[Coordinate labeling records]

━━━━━━━━━━━━━━━━

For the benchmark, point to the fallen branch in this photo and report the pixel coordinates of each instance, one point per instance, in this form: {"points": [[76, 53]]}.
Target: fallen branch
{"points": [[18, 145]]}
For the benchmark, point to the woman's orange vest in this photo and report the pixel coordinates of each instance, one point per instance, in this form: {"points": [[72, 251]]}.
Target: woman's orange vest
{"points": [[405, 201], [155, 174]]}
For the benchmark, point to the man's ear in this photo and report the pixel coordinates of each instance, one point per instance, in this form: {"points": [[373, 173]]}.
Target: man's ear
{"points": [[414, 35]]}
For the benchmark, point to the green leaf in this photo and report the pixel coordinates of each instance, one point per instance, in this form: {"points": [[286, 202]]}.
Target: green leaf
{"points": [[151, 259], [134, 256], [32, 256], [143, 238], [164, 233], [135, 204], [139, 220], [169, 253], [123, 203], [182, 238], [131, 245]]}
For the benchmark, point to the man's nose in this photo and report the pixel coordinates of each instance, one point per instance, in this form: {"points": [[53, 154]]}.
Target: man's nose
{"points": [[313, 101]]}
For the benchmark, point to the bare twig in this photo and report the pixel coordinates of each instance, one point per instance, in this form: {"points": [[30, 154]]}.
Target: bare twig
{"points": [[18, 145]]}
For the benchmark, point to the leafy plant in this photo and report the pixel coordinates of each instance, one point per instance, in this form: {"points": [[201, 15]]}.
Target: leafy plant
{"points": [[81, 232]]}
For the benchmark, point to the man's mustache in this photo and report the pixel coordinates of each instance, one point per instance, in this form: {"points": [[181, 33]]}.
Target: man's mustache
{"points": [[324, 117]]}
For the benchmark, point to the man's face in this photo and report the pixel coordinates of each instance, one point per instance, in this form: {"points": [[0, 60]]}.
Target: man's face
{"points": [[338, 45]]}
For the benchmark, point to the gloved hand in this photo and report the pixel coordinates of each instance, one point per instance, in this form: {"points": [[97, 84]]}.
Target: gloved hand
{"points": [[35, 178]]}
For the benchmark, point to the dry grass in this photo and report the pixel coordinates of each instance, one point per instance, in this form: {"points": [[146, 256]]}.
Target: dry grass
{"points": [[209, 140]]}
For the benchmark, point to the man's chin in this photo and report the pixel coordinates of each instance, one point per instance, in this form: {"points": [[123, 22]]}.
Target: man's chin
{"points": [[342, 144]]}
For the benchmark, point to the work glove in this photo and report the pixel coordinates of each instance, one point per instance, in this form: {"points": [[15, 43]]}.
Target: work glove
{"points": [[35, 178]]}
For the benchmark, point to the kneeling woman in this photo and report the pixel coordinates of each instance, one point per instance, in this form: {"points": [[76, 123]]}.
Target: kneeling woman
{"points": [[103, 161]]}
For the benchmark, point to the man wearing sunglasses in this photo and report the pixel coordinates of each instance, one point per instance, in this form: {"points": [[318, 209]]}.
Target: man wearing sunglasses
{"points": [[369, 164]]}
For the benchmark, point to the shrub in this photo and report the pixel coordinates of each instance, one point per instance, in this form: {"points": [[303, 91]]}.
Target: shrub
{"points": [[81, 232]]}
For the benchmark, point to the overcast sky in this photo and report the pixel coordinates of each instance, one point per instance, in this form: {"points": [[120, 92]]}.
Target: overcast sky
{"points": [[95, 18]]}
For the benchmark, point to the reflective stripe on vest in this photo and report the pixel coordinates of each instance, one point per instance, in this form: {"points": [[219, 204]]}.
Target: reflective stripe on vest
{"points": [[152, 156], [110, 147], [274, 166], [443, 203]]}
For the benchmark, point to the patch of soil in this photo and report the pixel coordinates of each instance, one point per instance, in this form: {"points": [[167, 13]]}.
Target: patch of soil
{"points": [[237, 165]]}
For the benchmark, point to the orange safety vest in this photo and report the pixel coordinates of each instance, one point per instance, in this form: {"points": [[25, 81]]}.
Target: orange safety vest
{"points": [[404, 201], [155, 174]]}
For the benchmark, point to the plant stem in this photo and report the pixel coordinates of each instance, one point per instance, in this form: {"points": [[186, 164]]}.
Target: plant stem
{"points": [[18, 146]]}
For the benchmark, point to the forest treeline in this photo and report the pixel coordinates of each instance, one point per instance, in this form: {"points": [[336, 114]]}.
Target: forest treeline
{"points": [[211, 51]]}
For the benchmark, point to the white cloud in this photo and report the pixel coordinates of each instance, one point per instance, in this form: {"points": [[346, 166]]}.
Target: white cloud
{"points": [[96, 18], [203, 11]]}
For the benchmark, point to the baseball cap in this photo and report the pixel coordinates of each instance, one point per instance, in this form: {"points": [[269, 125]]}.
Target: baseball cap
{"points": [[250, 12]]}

━━━━━━━━━━━━━━━━

(Problem description)
Please copy out all of the records above, changing "pixel coordinates" to "image coordinates" wherever it occurs and keeping everything else as it is.

(Exercise solution)
For the benchmark, point to the fallen branch in this photo and report the image coordinates of each instance, one point per instance, in this form: {"points": [[76, 53]]}.
Target: fallen branch
{"points": [[18, 145]]}
For the benchmark, point to the woman's orange vest in this photo and report the image coordinates of each instance, one point per instance, in this form: {"points": [[72, 251]]}.
Target: woman's orange vest
{"points": [[405, 201], [155, 174]]}
For the benchmark, point to the man's ear in this photo and report the image coordinates of each instance, one point per instance, in this form: {"points": [[373, 173]]}.
Target: man's ear
{"points": [[414, 35]]}
For the benchmark, point to the green leaf in this photo and report the image coordinates of each instance, one point per instance, in this form: {"points": [[286, 202]]}.
Target: green leaf
{"points": [[151, 259], [134, 256], [32, 256], [143, 238], [164, 233], [135, 204], [139, 220], [169, 253], [123, 203], [182, 238], [131, 245]]}
For the benchmark, point to the man's nose in this photo and report the image coordinates of each instance, one point per instance, in this form: {"points": [[53, 154]]}.
Target: man's nose
{"points": [[313, 101]]}
For the benchmark, point to the bare twig in this photo and report the image coordinates of each instance, one point per instance, in this form: {"points": [[30, 154]]}.
Target: bare twig
{"points": [[18, 145]]}
For the benchmark, point to the leafy plant in this photo and report the image coordinates of each instance, one point per instance, in this form: {"points": [[201, 15]]}.
Target: leafy plant
{"points": [[81, 232]]}
For the benchmark, point to the man's mustache in this photo and report the image coordinates of each instance, one point per instance, in this form: {"points": [[181, 33]]}.
Target: man's mustache
{"points": [[324, 117]]}
For the benchmark, point to the man's face in this photo and report the image coordinates of each instance, one point per instance, in this form: {"points": [[0, 60]]}.
Target: man's face
{"points": [[338, 45]]}
For the benchmark, point to the gloved hand in this photo and report the image coordinates of each instance, one point per instance, in this form: {"points": [[97, 84]]}.
Target: gloved hand
{"points": [[35, 178]]}
For the benchmark, point to the dry grass in this photo and report the image coordinates of each instance, one point per instance, in this form: {"points": [[146, 256]]}.
Target: dry grass
{"points": [[209, 140]]}
For the benchmark, point to the man's chin in this photo and report the image coordinates of each instance, one point per instance, in this form: {"points": [[123, 22]]}.
Target: man's chin
{"points": [[342, 144]]}
For the benchmark, point to the work glove in this photo and report the image coordinates of each instance, one point per instance, in this form: {"points": [[15, 43]]}.
Target: work glove
{"points": [[35, 178]]}
For the benchmark, point to the kneeling woman in this photo and report the image coordinates of each instance, one point per instance, in this form: {"points": [[76, 123]]}.
Target: kneeling woman
{"points": [[103, 161]]}
For the benchmark, point to the man wearing sunglasses in this photo and report the image coordinates of each instance, one point per instance, in this form: {"points": [[318, 209]]}.
Target: man wearing sunglasses
{"points": [[369, 164]]}
For the benchmark, point to the shrub in this photo and report the image coordinates of each instance, one point per instance, in this form: {"points": [[303, 91]]}.
Target: shrub
{"points": [[81, 232]]}
For the benchmark, point to the overcast sky in this photo and report the image coordinates of each instance, one point per instance, in this form: {"points": [[120, 92]]}.
Target: overcast sky
{"points": [[95, 18]]}
For the benchmark, point to the reflective stripe on vest in this photo and report the image coordinates of each instance, one point per instance, in this form: {"points": [[219, 204]]}.
Target: reflective stripe on vest
{"points": [[152, 156], [110, 147], [274, 166], [443, 203]]}
For the benchmark, point to the patch of soil in this photo and report the image coordinates of each instance, one point per instance, in this form: {"points": [[167, 13]]}.
Target: patch of soil
{"points": [[237, 165]]}
For the benchmark, point to the orange safety vest in this photo and report the image coordinates of each instance, one point per instance, in this form: {"points": [[25, 81]]}.
Target: orange safety vest
{"points": [[404, 201], [155, 174]]}
For the benchmark, point to the plant stem in this photo and report the image coordinates of each instance, one point per instance, in this form: {"points": [[186, 164]]}.
Target: plant stem
{"points": [[18, 146]]}
For the benchmark, point to the forest treeline in this photo and report the image coordinates of each instance, one point per instance, in this form: {"points": [[336, 114]]}.
Target: forest treeline
{"points": [[211, 51]]}
For the benchmark, point to the white cloud in this photo and report the image coordinates of each instance, one point per instance, in this form: {"points": [[346, 166]]}.
Target: white cloud
{"points": [[96, 18], [203, 11]]}
For the benchmark, point to the baseball cap in this photo and report the image coordinates of each instance, one point per instance, in this form: {"points": [[269, 125]]}.
Target: baseball cap
{"points": [[250, 12]]}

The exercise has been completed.